• PROBLEM DESCRIPTION: Transcribe exactly the lines from the one containing "Could you point to the woman's face" through the end of the entries, including both the first and the last, and nothing else.

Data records
◇ ◇ ◇ ◇ ◇ ◇ ◇
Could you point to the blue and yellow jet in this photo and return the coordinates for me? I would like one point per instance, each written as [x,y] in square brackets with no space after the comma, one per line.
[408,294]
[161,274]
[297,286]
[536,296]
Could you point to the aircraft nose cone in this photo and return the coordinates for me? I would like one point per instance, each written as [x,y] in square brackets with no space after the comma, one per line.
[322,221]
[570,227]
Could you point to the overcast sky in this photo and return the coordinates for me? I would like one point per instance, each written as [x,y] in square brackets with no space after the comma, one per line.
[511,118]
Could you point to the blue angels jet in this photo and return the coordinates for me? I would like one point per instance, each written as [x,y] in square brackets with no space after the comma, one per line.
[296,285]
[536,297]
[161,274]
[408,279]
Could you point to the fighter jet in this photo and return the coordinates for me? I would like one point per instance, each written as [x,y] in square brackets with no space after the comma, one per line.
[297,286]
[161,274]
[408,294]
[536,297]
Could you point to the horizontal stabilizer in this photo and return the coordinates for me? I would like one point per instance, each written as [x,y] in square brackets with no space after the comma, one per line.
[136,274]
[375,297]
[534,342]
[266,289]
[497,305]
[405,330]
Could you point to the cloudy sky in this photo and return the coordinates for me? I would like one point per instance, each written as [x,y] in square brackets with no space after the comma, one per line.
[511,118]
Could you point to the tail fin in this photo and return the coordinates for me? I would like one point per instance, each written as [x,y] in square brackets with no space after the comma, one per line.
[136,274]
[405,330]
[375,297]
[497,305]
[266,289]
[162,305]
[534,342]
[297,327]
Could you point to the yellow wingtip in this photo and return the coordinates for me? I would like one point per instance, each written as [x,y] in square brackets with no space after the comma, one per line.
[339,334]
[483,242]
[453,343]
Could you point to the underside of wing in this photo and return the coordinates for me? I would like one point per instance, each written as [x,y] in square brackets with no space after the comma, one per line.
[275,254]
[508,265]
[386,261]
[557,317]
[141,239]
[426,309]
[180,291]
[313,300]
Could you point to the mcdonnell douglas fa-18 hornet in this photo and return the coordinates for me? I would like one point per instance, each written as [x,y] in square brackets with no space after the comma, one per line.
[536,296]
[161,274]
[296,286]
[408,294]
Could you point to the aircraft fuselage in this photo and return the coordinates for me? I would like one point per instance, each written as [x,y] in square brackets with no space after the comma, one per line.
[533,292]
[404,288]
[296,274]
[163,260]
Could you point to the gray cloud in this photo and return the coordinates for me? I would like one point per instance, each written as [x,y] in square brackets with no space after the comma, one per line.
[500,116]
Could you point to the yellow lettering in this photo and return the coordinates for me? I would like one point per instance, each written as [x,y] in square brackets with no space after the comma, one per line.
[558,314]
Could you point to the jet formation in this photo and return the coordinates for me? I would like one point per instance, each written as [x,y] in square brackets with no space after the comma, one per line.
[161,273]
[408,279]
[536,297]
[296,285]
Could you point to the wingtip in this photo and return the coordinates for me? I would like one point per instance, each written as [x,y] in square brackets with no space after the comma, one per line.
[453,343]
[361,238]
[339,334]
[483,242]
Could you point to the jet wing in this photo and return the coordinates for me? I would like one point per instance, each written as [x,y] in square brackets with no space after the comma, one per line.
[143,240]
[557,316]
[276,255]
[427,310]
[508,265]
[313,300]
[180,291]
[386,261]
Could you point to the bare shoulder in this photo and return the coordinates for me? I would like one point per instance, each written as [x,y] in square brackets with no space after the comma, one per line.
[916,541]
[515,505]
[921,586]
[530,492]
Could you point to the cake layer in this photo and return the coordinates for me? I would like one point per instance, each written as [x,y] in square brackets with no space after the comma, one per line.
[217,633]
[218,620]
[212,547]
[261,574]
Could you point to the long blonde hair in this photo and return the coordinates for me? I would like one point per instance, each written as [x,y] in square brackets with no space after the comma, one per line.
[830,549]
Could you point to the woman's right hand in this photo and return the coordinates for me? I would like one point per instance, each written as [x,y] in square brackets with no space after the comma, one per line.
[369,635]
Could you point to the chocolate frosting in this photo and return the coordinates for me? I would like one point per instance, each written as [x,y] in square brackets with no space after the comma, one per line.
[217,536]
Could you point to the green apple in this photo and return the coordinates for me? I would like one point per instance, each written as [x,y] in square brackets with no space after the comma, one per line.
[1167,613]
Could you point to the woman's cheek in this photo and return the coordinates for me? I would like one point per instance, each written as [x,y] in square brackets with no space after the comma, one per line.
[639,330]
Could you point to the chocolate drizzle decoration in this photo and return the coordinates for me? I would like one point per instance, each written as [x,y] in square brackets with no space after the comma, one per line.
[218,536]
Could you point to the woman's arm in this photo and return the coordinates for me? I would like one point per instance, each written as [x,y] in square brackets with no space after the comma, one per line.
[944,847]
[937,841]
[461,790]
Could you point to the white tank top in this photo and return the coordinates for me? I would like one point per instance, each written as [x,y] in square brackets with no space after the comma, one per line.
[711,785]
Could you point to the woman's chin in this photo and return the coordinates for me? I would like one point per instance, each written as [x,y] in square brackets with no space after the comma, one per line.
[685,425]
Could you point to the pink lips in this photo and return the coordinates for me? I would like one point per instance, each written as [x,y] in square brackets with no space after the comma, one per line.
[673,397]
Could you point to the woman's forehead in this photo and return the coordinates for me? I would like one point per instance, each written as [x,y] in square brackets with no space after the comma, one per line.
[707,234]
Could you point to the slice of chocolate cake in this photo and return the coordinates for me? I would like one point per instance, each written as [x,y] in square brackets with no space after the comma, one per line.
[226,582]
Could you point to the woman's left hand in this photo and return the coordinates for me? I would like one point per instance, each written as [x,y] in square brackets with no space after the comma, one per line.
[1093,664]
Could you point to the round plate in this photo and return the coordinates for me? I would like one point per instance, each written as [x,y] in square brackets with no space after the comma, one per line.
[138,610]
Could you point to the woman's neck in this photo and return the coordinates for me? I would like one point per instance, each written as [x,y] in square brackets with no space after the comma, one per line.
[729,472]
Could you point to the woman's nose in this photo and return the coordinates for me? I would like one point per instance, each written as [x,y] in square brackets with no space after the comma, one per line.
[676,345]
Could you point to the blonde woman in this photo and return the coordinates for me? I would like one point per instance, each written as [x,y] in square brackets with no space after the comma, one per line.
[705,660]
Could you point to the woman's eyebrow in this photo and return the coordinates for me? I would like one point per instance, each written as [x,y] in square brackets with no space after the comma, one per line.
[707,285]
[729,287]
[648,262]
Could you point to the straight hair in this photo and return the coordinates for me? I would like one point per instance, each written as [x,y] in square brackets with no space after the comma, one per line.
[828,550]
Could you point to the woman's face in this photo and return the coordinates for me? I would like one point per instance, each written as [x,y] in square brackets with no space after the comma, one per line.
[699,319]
◇ ◇ ◇ ◇ ◇ ◇ ◇
• EXPECTED ANSWER:
Could you point to the woman's face in this photo and return the coordinates for me? I would like one point per instance, each written as [x,y] in square brackets with no space after the comma, one per line.
[699,319]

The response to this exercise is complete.